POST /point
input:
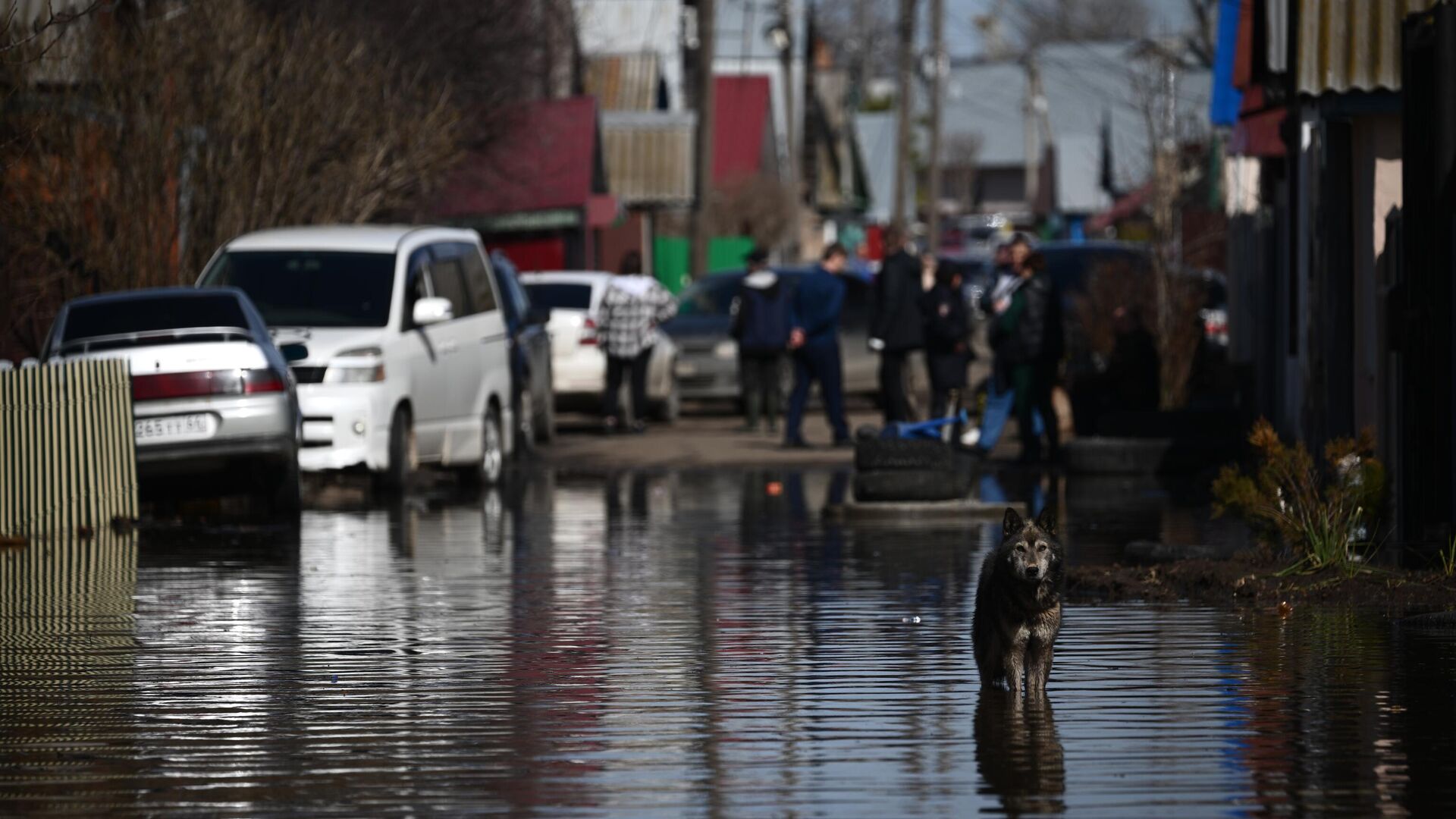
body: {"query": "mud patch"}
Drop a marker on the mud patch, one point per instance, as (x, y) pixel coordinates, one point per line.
(1251, 580)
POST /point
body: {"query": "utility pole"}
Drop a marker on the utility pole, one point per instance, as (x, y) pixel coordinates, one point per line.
(1034, 130)
(704, 140)
(937, 93)
(903, 114)
(791, 171)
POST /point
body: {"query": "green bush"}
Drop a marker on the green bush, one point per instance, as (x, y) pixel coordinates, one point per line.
(1324, 512)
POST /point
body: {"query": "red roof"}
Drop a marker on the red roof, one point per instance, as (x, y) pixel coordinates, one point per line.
(740, 126)
(545, 161)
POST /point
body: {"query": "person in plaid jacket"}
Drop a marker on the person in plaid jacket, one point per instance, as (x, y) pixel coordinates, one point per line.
(626, 318)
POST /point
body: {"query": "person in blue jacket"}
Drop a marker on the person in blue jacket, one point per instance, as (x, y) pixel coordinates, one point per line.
(817, 303)
(761, 322)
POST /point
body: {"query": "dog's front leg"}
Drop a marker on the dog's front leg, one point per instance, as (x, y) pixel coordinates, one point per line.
(1015, 664)
(1038, 667)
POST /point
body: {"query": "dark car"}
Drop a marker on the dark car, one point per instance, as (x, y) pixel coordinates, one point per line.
(708, 356)
(530, 359)
(213, 403)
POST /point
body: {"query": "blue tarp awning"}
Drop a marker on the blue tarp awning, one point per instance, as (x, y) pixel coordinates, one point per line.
(1223, 102)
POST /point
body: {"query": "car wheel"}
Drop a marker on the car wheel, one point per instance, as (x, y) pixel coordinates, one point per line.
(672, 406)
(403, 453)
(546, 423)
(492, 450)
(525, 423)
(283, 493)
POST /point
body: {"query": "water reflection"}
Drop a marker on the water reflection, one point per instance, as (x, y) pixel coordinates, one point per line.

_WORK REQUIRED_
Rewrite every line of the rows above as a Markdown table with the columns No. and Line, numbering the lines in order and skipping blank lines. Leave the pictures out of the answer.

_EXERCISE OUTPUT_
| No. | Line |
|---|---|
| 1 | POST /point |
| 2 | input: |
| 3 | body: {"query": "mud patch"} |
| 4 | Drop a marker on the mud patch, one point per instance, as (x, y) pixel coordinates, one point per line. |
| 5 | (1251, 580) |
| 6 | POST /point |
| 7 | body: {"query": "utility pole"} |
| 8 | Drop a marker on the utility pole, one point per instance, as (x, y) pixel coordinates, one point per line. |
| 9 | (1034, 130) |
| 10 | (704, 140) |
| 11 | (937, 93) |
| 12 | (903, 114) |
| 13 | (791, 171) |
| 14 | POST /point |
| 15 | body: {"query": "green bush"} |
| 16 | Drop a marker on the green bush, one point per instance, as (x, y) pixel coordinates, one point per line. |
| 17 | (1324, 512) |
| 18 | POST /point |
| 19 | body: {"query": "red roof"} |
| 20 | Drop a marker on the red roof, one point per instance, as (x, y) pixel coordinates, one point per line. |
| 21 | (740, 126) |
| 22 | (545, 161) |
| 23 | POST /point |
| 24 | body: {"query": "person in plaid jacket"} |
| 25 | Drop a marker on the person in plaid jacket, one point per instance, as (x, y) pixel coordinates, one point per line. |
| 26 | (626, 318) |
| 27 | POST /point |
| 28 | body: {"query": "person in blue jacket"} |
| 29 | Drop a marker on the person in blue jacket, one point per instance, as (x, y) pixel coordinates, one point per line. |
| 30 | (817, 303) |
| 31 | (761, 322) |
| 32 | POST /point |
| 33 | body: {"query": "dog's front leg"} |
| 34 | Drop a marker on the dog's front leg, one point per instance, as (x, y) pixel coordinates, one point per line. |
| 35 | (1015, 664) |
| 36 | (1038, 667) |
| 37 | POST /point |
| 38 | body: {"query": "dark car"} |
| 39 | Drop a marker on the dark car, one point per instance, as (x, y) pixel coordinates, one point per line. |
| 40 | (708, 356) |
| 41 | (530, 359) |
| 42 | (213, 403) |
| 43 | POST /point |
| 44 | body: {"query": "blue tarp awning"} |
| 45 | Drop a marker on the blue tarp awning, one point per instance, as (x, y) pixel coordinates, one point per line. |
| 46 | (1223, 102) |
| 47 | POST /point |
| 48 | body: {"query": "car wheel"} |
| 49 | Drop a marker on the car wheel, one point per instance, as (x, y) pixel coordinates, one point per line. |
| 50 | (672, 406) |
| 51 | (403, 453) |
| 52 | (546, 423) |
| 53 | (492, 450) |
| 54 | (525, 423) |
| 55 | (283, 493) |
| 56 | POST /point |
| 57 | body: {"query": "water reflection"} |
| 58 | Drop a marker on the water reflection, one point per instance, as (x, y) pixel coordinates, one point per line. |